(Righe del dataset di puntamento di oggetti)
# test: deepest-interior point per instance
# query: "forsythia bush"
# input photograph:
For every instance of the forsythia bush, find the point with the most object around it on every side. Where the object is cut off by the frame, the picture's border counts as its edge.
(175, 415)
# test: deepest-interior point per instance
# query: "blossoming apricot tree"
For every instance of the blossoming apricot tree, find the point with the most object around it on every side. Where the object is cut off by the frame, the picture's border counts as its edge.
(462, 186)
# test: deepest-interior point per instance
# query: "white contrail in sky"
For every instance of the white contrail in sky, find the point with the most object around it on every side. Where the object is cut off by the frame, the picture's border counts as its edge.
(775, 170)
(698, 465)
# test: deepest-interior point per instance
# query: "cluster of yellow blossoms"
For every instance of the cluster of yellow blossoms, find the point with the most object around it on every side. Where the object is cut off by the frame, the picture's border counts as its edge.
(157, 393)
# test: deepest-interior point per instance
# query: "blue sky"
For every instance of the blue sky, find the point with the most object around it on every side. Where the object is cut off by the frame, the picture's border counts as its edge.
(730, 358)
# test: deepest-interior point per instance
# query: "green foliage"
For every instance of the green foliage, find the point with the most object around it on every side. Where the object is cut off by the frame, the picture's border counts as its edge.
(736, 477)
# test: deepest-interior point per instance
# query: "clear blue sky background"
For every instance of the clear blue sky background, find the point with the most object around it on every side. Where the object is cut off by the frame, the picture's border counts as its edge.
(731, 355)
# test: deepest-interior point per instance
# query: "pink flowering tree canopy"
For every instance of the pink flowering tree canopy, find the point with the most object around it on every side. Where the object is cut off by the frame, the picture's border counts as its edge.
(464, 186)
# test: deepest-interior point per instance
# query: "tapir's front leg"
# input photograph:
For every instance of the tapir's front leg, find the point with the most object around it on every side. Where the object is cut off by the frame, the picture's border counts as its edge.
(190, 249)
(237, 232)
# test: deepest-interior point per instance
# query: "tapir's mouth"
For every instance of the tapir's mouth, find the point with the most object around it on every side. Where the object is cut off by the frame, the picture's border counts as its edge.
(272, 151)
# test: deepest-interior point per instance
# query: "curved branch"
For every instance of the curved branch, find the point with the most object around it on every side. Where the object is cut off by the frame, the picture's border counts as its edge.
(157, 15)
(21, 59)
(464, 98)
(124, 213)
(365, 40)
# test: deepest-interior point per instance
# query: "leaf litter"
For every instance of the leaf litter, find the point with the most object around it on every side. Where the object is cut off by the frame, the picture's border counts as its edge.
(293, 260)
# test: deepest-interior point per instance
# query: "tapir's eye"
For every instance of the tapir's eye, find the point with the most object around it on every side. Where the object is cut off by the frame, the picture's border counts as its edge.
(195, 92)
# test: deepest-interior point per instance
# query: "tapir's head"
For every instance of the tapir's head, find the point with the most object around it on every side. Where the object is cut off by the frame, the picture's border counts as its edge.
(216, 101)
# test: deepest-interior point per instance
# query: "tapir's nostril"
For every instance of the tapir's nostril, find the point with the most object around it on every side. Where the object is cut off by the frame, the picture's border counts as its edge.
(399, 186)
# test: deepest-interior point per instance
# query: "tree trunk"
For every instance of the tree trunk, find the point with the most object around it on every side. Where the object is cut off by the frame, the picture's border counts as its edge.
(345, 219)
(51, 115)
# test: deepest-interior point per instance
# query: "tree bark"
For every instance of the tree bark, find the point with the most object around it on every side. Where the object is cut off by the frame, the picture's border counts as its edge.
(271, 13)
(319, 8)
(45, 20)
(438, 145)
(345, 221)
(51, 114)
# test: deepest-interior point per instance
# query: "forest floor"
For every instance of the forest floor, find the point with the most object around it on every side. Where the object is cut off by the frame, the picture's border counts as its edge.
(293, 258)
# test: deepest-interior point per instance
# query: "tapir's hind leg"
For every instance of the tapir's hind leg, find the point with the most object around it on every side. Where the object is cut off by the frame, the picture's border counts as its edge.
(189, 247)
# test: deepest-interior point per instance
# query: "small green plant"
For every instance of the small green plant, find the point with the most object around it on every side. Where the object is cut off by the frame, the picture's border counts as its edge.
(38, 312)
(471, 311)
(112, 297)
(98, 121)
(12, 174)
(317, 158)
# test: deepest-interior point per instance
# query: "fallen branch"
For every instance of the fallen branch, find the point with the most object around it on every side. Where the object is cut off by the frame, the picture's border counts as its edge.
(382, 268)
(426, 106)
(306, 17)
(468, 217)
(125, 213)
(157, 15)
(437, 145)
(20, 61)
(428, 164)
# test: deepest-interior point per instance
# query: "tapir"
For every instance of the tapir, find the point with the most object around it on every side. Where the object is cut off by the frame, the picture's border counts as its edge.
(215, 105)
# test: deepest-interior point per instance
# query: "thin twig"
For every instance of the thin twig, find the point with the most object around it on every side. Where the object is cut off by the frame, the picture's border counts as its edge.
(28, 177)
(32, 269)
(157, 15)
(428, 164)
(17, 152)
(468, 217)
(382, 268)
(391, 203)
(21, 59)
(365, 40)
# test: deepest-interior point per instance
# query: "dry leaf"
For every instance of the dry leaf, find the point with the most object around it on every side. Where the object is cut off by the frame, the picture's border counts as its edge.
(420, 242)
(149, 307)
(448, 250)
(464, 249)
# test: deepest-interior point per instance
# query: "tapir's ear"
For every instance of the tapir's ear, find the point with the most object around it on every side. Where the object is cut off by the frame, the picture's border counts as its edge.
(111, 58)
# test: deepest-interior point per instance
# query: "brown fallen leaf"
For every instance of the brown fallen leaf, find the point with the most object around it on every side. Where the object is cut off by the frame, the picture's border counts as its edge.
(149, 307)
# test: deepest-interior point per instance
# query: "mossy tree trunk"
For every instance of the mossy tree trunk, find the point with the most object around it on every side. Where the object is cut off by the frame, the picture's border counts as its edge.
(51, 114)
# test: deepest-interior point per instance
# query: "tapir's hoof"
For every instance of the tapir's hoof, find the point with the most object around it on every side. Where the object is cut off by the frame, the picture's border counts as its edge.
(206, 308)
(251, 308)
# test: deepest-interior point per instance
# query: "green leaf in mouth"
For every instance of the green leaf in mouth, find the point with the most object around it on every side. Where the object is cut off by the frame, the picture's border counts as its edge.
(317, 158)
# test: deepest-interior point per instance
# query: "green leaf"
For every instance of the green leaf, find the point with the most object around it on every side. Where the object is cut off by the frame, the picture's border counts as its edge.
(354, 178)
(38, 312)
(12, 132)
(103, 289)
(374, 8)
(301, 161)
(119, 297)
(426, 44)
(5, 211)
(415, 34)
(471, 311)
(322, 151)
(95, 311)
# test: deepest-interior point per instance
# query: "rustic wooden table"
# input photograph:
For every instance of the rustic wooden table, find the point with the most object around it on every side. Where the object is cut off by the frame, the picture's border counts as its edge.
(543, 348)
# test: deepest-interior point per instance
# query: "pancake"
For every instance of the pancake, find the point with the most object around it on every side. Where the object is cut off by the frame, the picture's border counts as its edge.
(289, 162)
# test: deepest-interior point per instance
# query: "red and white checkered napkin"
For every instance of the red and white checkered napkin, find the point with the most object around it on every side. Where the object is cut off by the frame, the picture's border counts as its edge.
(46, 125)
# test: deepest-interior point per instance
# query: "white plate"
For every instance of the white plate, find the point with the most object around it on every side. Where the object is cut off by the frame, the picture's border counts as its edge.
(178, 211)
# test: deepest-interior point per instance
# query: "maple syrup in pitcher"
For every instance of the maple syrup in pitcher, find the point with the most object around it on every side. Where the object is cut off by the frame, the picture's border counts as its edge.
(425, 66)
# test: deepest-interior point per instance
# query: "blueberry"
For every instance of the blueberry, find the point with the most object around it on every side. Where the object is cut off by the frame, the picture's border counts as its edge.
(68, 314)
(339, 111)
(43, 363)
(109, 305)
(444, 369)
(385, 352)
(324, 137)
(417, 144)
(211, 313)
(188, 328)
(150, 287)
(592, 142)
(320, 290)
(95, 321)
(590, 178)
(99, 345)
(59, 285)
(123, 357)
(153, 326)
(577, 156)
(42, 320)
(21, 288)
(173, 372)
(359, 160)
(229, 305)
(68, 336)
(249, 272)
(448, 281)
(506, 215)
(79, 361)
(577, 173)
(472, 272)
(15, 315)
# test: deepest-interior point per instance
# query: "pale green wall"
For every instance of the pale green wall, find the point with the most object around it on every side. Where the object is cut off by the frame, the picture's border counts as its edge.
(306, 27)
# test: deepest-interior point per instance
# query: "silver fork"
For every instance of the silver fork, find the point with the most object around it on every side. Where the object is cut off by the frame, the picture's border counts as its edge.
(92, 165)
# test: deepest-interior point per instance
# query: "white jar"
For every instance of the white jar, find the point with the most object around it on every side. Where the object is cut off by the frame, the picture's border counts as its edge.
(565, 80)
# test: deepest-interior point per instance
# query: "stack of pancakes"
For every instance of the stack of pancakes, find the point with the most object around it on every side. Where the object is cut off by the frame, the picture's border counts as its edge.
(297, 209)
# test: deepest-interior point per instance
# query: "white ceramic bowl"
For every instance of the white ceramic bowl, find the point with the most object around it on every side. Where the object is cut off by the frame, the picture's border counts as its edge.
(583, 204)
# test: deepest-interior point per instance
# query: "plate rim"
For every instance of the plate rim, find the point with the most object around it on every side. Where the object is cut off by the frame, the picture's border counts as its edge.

### Compito da svolgere:
Raccogli dalle voci qui sopra tutte le righe in cui compare la parola "forsythia" e ricopiale senza modifiche.

### Soluzione scritta:
# query: "forsythia bush"
For every instance of the forsythia bush, find the point with the most object around it on every side. Where the object is cut off by the frame, the picture's border counts as its edge.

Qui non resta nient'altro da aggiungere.